**Problem details:** Output, without any change, the listing below from its opening line up to and including the line with "Target: player's hand".

**Stored data:**
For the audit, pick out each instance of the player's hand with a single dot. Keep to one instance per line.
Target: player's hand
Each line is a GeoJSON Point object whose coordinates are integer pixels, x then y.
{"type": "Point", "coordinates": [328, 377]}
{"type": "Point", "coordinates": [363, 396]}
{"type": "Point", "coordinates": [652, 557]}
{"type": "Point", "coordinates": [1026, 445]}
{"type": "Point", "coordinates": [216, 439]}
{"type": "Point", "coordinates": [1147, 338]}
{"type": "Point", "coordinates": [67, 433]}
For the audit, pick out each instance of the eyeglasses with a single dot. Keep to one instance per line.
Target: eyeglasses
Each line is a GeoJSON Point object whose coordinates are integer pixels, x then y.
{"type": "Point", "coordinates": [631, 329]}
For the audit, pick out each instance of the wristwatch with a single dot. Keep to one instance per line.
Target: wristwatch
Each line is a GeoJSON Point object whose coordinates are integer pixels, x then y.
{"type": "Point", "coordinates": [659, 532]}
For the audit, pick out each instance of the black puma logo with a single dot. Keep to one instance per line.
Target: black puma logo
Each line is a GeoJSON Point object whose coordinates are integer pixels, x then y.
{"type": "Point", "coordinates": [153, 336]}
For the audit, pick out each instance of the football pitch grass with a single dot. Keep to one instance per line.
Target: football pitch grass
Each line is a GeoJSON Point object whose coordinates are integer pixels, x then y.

**Exercise output:**
For the audit, pick out each instance of the player's hand with a single dot. Keep to one instance per line.
Target: player's hand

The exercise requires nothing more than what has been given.